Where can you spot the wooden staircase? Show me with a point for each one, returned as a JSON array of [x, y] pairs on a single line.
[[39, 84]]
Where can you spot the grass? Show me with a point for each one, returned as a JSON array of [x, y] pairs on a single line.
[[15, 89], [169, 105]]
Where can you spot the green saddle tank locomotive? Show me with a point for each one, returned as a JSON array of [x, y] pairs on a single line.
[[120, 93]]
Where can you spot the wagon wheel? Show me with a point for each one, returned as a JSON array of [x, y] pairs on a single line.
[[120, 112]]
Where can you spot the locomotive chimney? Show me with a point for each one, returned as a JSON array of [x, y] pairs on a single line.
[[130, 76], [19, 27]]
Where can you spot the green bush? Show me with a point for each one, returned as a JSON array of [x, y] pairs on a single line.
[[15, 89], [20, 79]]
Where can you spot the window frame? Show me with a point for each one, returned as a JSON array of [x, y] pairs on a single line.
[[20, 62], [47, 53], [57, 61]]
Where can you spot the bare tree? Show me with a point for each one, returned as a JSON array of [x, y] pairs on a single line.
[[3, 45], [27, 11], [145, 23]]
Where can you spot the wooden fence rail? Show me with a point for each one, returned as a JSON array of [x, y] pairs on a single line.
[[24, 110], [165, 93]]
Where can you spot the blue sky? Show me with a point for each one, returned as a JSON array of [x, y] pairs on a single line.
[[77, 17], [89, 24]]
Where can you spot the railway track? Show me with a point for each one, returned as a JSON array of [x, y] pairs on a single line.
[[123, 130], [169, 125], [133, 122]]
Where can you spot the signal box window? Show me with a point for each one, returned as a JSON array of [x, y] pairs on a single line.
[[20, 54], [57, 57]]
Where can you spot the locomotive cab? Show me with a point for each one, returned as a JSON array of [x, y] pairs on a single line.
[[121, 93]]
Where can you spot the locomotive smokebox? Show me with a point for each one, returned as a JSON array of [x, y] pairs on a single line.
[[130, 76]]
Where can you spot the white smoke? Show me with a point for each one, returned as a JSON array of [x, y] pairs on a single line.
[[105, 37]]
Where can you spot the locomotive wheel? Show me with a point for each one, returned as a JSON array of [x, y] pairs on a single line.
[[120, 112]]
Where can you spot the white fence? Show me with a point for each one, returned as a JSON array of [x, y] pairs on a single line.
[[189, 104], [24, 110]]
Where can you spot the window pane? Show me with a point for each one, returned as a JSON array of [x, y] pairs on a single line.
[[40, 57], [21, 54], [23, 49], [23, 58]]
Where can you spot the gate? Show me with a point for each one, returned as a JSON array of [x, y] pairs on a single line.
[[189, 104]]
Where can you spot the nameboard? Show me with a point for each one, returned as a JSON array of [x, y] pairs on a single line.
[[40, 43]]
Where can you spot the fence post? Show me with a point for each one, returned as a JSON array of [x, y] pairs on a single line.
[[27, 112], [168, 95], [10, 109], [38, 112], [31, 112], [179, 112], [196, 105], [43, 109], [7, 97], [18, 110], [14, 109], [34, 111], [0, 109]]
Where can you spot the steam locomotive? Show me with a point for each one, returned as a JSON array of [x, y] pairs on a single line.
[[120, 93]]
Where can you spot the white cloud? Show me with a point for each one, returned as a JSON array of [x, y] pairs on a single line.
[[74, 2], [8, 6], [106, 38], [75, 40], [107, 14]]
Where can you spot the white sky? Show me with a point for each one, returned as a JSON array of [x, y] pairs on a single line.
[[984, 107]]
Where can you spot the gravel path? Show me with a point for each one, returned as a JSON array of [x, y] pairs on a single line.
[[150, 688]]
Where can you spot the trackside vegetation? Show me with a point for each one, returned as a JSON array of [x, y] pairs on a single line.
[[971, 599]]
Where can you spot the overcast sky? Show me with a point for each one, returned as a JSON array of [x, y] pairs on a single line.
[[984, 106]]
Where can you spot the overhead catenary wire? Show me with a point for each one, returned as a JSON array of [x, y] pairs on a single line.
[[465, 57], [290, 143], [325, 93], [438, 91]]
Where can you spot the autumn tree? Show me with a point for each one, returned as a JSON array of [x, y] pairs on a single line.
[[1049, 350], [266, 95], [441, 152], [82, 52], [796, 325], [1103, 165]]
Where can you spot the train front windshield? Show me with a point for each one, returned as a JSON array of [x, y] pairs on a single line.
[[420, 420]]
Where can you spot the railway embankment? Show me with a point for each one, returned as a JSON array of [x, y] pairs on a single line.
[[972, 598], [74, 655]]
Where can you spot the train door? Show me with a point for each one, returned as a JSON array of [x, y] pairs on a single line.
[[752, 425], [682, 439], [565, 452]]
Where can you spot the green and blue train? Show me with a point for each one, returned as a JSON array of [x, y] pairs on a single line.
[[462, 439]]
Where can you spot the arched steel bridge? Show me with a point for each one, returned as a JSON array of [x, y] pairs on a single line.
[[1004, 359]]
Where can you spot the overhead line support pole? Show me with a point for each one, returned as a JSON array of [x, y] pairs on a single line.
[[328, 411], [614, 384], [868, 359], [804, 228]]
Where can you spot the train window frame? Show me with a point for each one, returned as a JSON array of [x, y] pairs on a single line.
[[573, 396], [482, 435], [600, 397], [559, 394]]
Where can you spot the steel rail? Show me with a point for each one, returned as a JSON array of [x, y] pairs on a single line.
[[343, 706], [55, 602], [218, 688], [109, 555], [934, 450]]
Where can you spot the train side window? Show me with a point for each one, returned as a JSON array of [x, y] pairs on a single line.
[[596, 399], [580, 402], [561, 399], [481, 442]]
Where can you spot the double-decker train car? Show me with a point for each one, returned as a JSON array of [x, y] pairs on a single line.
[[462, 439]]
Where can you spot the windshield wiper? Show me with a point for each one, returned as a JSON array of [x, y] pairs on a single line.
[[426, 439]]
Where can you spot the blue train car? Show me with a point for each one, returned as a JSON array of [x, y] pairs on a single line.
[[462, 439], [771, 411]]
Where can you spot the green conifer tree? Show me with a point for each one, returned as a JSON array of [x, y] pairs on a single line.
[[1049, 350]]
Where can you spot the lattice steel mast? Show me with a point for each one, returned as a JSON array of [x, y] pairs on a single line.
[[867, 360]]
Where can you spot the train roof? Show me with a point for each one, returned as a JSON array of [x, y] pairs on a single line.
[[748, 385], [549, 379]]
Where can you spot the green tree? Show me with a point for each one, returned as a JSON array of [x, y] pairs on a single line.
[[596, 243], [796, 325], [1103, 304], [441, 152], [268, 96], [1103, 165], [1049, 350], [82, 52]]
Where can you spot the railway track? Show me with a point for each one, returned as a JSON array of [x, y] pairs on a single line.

++++

◆ Task objective
Without any alteration, retype all of the material above.

◆ Solution for this task
Where can you spot the wooden staircase? Show me with a point for each one, returned as a JSON array of [x, y] pairs on a single line.
[[39, 84]]
Where can you spot the grass? Show me with a point for each one, returned as a JSON array of [x, y] pairs on a single line.
[[15, 89], [169, 105]]
Where can you spot the green saddle tank locomotive? Show me with a point for each one, returned as a JSON array of [x, y] pairs on a single line.
[[120, 93]]
Where can you spot the wagon wheel? Show me with a point for each one, returned as a JSON array of [x, y] pairs on a single line.
[[120, 112]]
Where can you spot the locomotive chimney? Show me with a point for each one, returned as a JSON array of [x, y] pairs on a single line.
[[130, 76], [19, 27]]
Where can you spot the green bush? Show me with a point for each one, returned as a JSON array of [x, y] pairs on a single line.
[[15, 89], [20, 79]]
Where can you spot the window frame? Show me with a point for each one, returned as a JSON array of [x, y] pairs on a single line.
[[20, 62], [47, 53], [57, 61]]
Where can you spot the bare tree? Show me with a point for each one, returned as a JSON array of [x, y] pairs on a single line.
[[3, 45], [27, 11], [145, 23]]
Where can you spot the wooden fence rail? Show me with a point for each one, returned as a JSON array of [x, y] pairs on a single line.
[[24, 110], [165, 93]]
Where can you spot the blue sky? Show me with a point for each one, returned as a JSON array of [x, y] pairs on a single line.
[[77, 17], [89, 24]]
Where can you spot the railway track? Show me with a point for each one, returned as a JSON array of [x, y] pairs on a single line.
[[123, 130], [169, 125], [133, 122]]
Where can you spot the signal box window? Show me with a point for each one, returned as a JSON array of [x, y] pairs on a single line.
[[20, 54], [57, 57]]
Where can you spot the locomotive cab? Show me with a point for each one, returned as a JSON array of [x, y] pairs on a single line.
[[121, 93]]
Where can you spot the locomotive smokebox? Show me with a point for each one, returned as a JSON array of [x, y] pairs on a single line.
[[130, 76]]
Where can you spot the white smoke? Show me with a point for each one, returned as a JSON array of [x, y] pairs on a single line.
[[105, 37]]
Where can you spot the locomotive wheel? Show me with a point for each one, returned as a JSON array of [x, y] pairs on a single line.
[[120, 112]]
Where can you spot the white fence? Show me with a point for each one, returned as a JSON array of [x, y] pairs on a single line.
[[189, 104], [24, 110]]
Where can you spot the window pane? Show me with a point for each one, returned as a JSON array of [x, y] pairs on a single line.
[[40, 57], [21, 54], [23, 49], [23, 58]]
Where can you spot the gate? Show me with a point for each one, returned as a JSON array of [x, y] pairs on a single line.
[[189, 104]]
Where can you spot the nameboard? Show me with a point for each one, returned as a JSON array of [x, y] pairs on a single line.
[[40, 43]]
Where can you spot the fence post? Show me with a point for each one, returned as a JSON array of [x, y] pairs on a single line.
[[27, 112], [168, 95], [10, 109], [38, 112], [31, 112], [179, 112], [196, 105], [43, 109], [7, 97], [18, 110], [14, 109], [34, 111], [0, 109]]
Where can you spot the steam locomotive? Show me with a point for each one, returned as a JSON array of [x, y] pairs on a single line.
[[120, 93]]
Where can you spot the white cloud? Show me with a point for each one, returned as a JSON array of [x, y] pairs on a single line.
[[74, 2], [8, 6], [106, 38], [75, 40], [107, 14]]
Where can you spot the white sky? Show me with a point for each one, returned as a JSON array of [x, y] pairs on a single line.
[[984, 107]]
Where can you spot the gravel path? Show me with a point for each one, returned as a JSON array of [x, y] pairs on a single line.
[[150, 688]]
Where can you spot the trackside vegetation? Show me with a point for each one, returned as a JSON array of [x, y] pairs on a single line.
[[971, 599]]
Where can you spot the overcast sky? Show me with a point for each one, returned as a JSON array of [x, y] pairs on a single line.
[[984, 106]]
Where can you spot the overhead catenary wire? Show me with a point for each one, returned as a JSON array of [x, y] pairs on a single line.
[[465, 57], [290, 143], [325, 93], [438, 91]]
Where can you spot the autumn tree? Show me with a point for each one, returned as a JSON array of [x, y] pairs on a single line.
[[1049, 350], [266, 95], [441, 152], [82, 52], [796, 325], [1103, 165]]
Where can you spot the train front windshield? Show me with a point for each one, returned as a JSON array of [x, y] pairs on a single line.
[[420, 420]]
Where can you spot the railway embankment? Show me with a point for each one, returned as a JSON array of [x, y] pairs on a single line.
[[972, 598], [74, 655]]
Where can you spot the train door? Show me with a point for each one, returned as a JSON array of [x, y] pairs on a single line.
[[752, 425], [682, 439], [565, 452]]
Where can you spot the green and blue train? Show me with a point for each one, returned as a JSON array of [x, y] pairs on a single line.
[[462, 439]]
Where can you spot the arched steel bridge? Show me with a point for each one, returned as a JSON array of [x, y] pairs on a single line.
[[1004, 359]]
Where can you spot the overhead line support pole? Show me with a point for each one, returned as a JSON array of [x, y] pairs on a single line.
[[328, 411], [614, 384], [868, 359], [804, 228]]
Where can you spot the train window frame? Show me with a point for each one, returned as a JSON array of [x, y] pairs on a single line.
[[573, 396], [482, 435], [600, 397], [559, 394]]
Where can you spot the steel rail? Show me with a point for each one, returned as a JSON array of [x, y] pairs on a single line.
[[343, 706], [55, 602], [218, 688], [109, 555], [934, 450]]
Where can you spot the train side window? Show me with a point for each one, returned as a JSON array of [x, y] pairs on a single line.
[[596, 399], [580, 402], [561, 399], [481, 442]]
Where can you spot the double-decker train car? Show me with a point for each one, returned as a JSON array of [x, y] pairs on a single line.
[[462, 439]]
Where can you spot the windshield wiper? Show me with a point for each one, returned as a JSON array of [x, y] pairs on a single line.
[[426, 439]]
Where can you spot the blue train car? Show me with a point for each one, returned as a JSON array of [x, y] pairs on a single line.
[[462, 439], [771, 411]]
Where can you spot the green conifer tree? Show me with a point for each one, returned as a JSON array of [x, y] pairs on a single line.
[[1049, 350]]
Where can you spot the lattice steel mast? Show me with a point for each one, returned as a JSON array of [x, y] pairs on a single line.
[[867, 360]]
Where can you spot the train roof? Show me with a point for each one, returned as a JSON array of [x, y] pairs on a single line.
[[748, 385], [549, 379]]
Where can you spot the green tree? Show me with a point for each one, returned as a JSON array of [x, y] pairs on a single line.
[[596, 243], [796, 325], [1103, 304], [441, 152], [268, 96], [1103, 165], [1049, 350], [82, 52]]
Where can you spot the railway track? Show me with a point for each one, returned as a JSON array of [x, y] pairs on a single line.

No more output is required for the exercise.